— Texto —
++++++

Sou o sétimo filho de uma família de oito irmãos. Meus pais se casaram em 1950, em Ribeirão Preto, mas eu nasci na cidade de São Paulo, em 1966. Tive a felicidade de crescer em um núcleo familiar cristão e, desde cedo, sempre tive um desejo muito intenso de realizar algo que me levasse à independência financeira. Contudo, antes de falar propriamente da minha pessoa, quero apresentar brevemente os meus pais, pois ambos foram muito importantes para mim. Minha mãe, Dina Sassi Steagall, é filha de imigrantes italianos da Sicília, muito carinhosa e religiosa. Já meu pai, Denisarth Steagall, é natural de Santa Bárbara d’Oeste e neto de um americano originário de San Antonio (Texas), que imigrou dos Estados Unidos depois da Guerra da Secessão (1861-1865).
Como meu pai falava bem inglês, foi contratado por uma empresa americana que se chamava International Harvester, fabricante de tratores e caminhões. Ele acabou se tornando o gerente para a região de Ribeirão Preto, que era muito pujante na cana-de-açúcar. Na segunda metade da década de 1960, a IH saiu do Brasil e a Chrysler acabou comprando sua planta brasileira, em 1966. Meu pai foi então transferido para São Paulo, tendo a responsabilidade de garantir a reposição de peças para quem já dispunha dos equipamentos. Depois, em 1972, acabaria abrindo sua própria empresa, a Cotema, de fabricação de equipamentos de prospecção e perfuração de petróleo.

++++++

— Itens —
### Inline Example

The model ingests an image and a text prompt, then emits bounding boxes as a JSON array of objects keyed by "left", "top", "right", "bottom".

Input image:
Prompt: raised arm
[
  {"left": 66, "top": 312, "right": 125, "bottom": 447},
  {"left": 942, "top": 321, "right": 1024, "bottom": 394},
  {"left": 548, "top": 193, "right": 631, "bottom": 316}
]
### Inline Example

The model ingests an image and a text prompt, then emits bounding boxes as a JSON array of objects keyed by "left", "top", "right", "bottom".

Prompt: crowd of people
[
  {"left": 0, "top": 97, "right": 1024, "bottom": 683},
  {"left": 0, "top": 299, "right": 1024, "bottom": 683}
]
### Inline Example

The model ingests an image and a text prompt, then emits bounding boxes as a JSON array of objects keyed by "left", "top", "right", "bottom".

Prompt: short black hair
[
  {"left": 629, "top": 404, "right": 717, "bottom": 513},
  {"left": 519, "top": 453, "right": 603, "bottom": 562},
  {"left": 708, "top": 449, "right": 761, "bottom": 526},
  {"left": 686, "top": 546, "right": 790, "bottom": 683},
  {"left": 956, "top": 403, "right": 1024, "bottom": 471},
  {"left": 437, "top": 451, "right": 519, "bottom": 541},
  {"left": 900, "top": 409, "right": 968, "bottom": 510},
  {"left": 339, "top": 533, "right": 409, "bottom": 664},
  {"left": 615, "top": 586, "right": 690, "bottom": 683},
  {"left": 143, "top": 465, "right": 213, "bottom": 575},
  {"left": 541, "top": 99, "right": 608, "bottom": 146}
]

++++++

— Exercícios —
- A) Copie do texto sobre a história da família o trecho entre "Como meu pai" e "perfuração de petróleo.", incluindo esses dois pontos.
- B) Dê continuidade ao texto sobre a história da família a partir da última frase.

— Respostas —
- A)
Como meu pai falava bem inglês, foi contratado por uma empresa americana que se chamava International Harvester, fabricante de tratores e caminhões. Ele acabou se tornando o gerente para a região de Ribeirão Preto, que era muito pujante na cana-de-açúcar. Na segunda metade da década de 1960, a IH saiu do Brasil e a Chrysler acabou comprando sua planta brasileira, em 1966. Meu pai foi então transferido para São Paulo, tendo a responsabilidade de garantir a reposição de peças para quem já dispunha dos equipamentos. Depois, em 1972, acabaria abrindo sua própria empresa, a Cotema, de fabricação de equipamentos de prospecção e perfuração de petróleo.

- B)
Inspirado no exemplo dos meus pais e dos meus irmãos mais velhos, busquei precocemente trabalhar. Com 14 anos, fui admitido como office-boy em uma representação de bebidas. Na época, só podia tirar Carteira de Trabalho com 16 anos, por isso que a data de emissão deste meu documento é 6 de janeiro de 1982, exatamente um dia após fazer aniversário. Neste ínterim, fiz o antigo primeiro grau na Escola Estadual Dom Pedro II, no Largo Padre Péricles, nas Perdizes, e, em seguida, fui para o Colégio Mackenzie, onde cursei o colegial. No entanto, acabei não concluindo nenhum dos cursos superiores que comecei. A primeira tentativa foi Engenharia, no Instituto de Ensino de Engenharia Paulista (IEEP), no qual fiquei apenas seis meses. Depois, tentei Administração, no Mackenzie, também não gostei. Passei ainda em Direito, na Pontifícia Universidade Católica (PUC), e não iniciei. A última tentativa foi Economia, na Fundação Armando Álvares Penteado (FAAP), também sem sucesso.
Minha mãe ironizava que eu me formei nos primeiros anos. Já meu pai não via isso com bons olhos. Ele se empenhava muito para que tivéssemos uma boa educação. Cheguei a trabalhar na Cotema durante um período da faculdade, mas, diante dos meus insucessos e incertezas estudantis, tive de deixar a empresa familiar e trilhar uma carreira independente. As chances de dar errado eram grandes, mas batalhei e fiz com que desse certo.
O começo da história com combustíveis
No início da minha jornada profissional, enveredei para a área comercial e fui convidado a ser vendedor de uma usina de álcool da Cidade de Matão. Eles ofereciam álcool carburante, álcool anidro (para misturar à gasolina) e um tipo de álcool que era usado muito pela indústria de bebidas. Naquele momento, o setor de bebidas estava muito mal; no entanto, consegui um grande cliente do Polo Petroquímico de Camaçari, na Bahia. Eles ficaram muito impressionados com aquela façanha, de trazer uma empresa daquela magnitude e fora do rol daquelas com as quais estavam acostumados a lidar.
Nisso, comecei a buscar outras oportunidades e acabei, durante um tempo, trabalhando com distribuidores de combustível, sempre como autônomo e sem escritório. Vim caminhando e fazendo um certo pé-de-meia e, quando precisava de um espaço para reuniões, utilizava as instalações das empresas para as quais prestava serviço. Comecei, então, a ganhar um bom dinheiro, ainda solteiro, o que me garantia certo conforto. Por volta de 1997, despertou em mim o interesse de montar algo próprio. Em 2000, tirei este plano do papel, com um primeiro empreendimento para fazer óleos essenciais, trabalhando com aquilo que era refugo da refinaria de Paulínia.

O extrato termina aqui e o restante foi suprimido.